Return every line of the listing below unchanged, from the first to the last.
>> START DATA FOR PROCESSING
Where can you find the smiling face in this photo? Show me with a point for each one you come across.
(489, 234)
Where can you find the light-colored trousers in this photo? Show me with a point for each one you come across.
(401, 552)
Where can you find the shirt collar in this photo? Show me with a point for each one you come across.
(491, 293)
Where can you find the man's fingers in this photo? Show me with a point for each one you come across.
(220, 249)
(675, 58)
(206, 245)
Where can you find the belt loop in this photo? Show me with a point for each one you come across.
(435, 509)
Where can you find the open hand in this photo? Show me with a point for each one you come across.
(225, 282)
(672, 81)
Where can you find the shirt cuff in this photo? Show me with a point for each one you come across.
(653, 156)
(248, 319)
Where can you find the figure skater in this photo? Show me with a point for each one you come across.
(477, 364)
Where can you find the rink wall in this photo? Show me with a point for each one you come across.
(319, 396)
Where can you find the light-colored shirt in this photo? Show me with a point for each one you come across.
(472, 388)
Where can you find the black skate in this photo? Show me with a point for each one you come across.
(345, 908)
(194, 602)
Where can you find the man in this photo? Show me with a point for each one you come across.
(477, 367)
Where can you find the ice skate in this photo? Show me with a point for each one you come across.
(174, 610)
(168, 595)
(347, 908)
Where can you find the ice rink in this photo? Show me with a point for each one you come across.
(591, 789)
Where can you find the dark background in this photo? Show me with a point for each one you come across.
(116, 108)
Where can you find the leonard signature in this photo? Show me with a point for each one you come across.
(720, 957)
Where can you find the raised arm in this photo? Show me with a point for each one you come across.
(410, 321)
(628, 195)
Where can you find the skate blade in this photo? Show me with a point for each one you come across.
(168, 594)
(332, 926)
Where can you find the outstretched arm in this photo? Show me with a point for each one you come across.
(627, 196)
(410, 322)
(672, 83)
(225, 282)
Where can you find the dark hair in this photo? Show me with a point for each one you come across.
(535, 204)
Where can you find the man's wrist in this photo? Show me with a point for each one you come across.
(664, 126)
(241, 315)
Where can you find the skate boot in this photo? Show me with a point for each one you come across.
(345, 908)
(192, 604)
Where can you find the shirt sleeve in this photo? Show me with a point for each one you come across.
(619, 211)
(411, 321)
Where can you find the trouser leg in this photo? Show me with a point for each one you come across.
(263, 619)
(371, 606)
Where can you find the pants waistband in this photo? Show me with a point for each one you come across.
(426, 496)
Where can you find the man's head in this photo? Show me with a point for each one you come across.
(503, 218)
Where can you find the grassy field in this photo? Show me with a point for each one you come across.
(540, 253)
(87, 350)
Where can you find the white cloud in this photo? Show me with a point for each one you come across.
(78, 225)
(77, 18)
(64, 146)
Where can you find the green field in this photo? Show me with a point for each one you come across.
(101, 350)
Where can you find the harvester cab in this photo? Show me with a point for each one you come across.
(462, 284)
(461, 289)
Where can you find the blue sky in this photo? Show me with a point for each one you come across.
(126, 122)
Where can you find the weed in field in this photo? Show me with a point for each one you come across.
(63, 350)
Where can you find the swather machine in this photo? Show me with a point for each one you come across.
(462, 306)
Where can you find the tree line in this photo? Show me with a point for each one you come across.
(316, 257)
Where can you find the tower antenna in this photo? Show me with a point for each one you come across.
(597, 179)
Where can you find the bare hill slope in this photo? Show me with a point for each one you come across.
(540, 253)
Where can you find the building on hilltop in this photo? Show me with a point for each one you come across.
>> END DATA FOR PROCESSING
■ **COMPLETED TASK**
Where can you find the smiling face in this photo? Show me with a point for each one you come across.
(489, 234)
Where can you find the light-colored trousers in this photo? Show me with a point for each one you come across.
(401, 552)
Where can you find the shirt collar in this photo? Show me with a point for each one you come across.
(491, 293)
Where can you find the man's fingers in this photo? Show me with a point for each one you come across.
(220, 249)
(675, 58)
(206, 245)
Where can you find the belt loop in this photo? Show me with a point for each one you come across.
(435, 509)
Where can you find the open hand in this photo? Show me with a point for each one you come across.
(225, 282)
(672, 81)
Where can you find the shirt cuff in this photo? Show me with a point for each one you come across.
(653, 156)
(248, 319)
Where can you find the figure skater in this photo? Show me with a point for each one you come across.
(477, 364)
Where can you find the rink wall in this photo? Show me with a point for each one you come across.
(319, 396)
Where can you find the light-colored shirt in this photo? Show me with a point for each one you come across.
(472, 388)
Where can you find the black skate in this photo? Show me with a point for each one you come across.
(345, 908)
(194, 602)
Where can you find the man in this photo? Show me with a point for each one you come across.
(477, 367)
Where can you find the ice skate in this photo? Show me with a point for each one you come across.
(174, 610)
(168, 595)
(347, 908)
Where can you find the ice rink in this photo? Show me with a point for each one you come across.
(591, 789)
Where can you find the dark background in this photo? Show me with a point for each one you come across.
(116, 108)
Where can you find the leonard signature in this photo? Show me with a point for each one you come across.
(720, 957)
Where can you find the raised arm in this photo? Show me with a point for each one you come across.
(410, 321)
(628, 195)
Where can you find the skate blade in this photo? Show me with a point for each one you come across.
(168, 594)
(332, 926)
Where can you find the outstretched arm in this photo? Show me with a point for each one you come across.
(627, 196)
(410, 322)
(672, 83)
(225, 282)
Where can you find the dark hair in this photo? Show me with a point for each one you come across.
(535, 204)
Where can you find the man's wrist in this photo? Show me with a point for each one you come across.
(664, 126)
(241, 315)
Where can you find the skate boot in this photo? Show me with a point for each one you come across.
(345, 908)
(192, 604)
Where can you find the shirt sleeve in this photo? Show me with a point for each one you come across.
(619, 211)
(411, 321)
Where can you find the trouser leg in this photo? Show me with a point for each one you come across.
(263, 619)
(371, 606)
Where can you find the pants waistband in this photo? Show me with a point for each one you come across.
(426, 496)
Where can you find the man's head in this photo? Show me with a point for each one you come across.
(503, 218)
Where can you find the grassy field in this photo? Show me with a point for each one you come across.
(540, 253)
(87, 350)
Where can you find the white cloud in this photo? Show me with a point for each one you come across.
(78, 225)
(77, 18)
(64, 146)
Where can you find the green field in this photo? Show me with a point for each one you come across.
(101, 350)
Where can you find the harvester cab in this photo? Show me with a point for each one you come across.
(462, 284)
(461, 289)
Where can you find the blue sky in this photo? Show me with a point for each one you come across.
(126, 122)
Where can you find the weed in field in this photo? Show me with a point for each one you come across.
(63, 350)
Where can you find the swather machine in this photo? Show me with a point for each one you come across.
(462, 306)
Where can you find the tree line in this photo? Show me with a point for each one you come across.
(316, 257)
Where can you find the tower antenna in this photo? Show me with a point for each one you come across.
(597, 179)
Where can you find the bare hill slope in this photo? Show me with a point for each one you come across.
(540, 253)
Where can you find the building on hilltop in this photo? Show me with a point for each one you come across.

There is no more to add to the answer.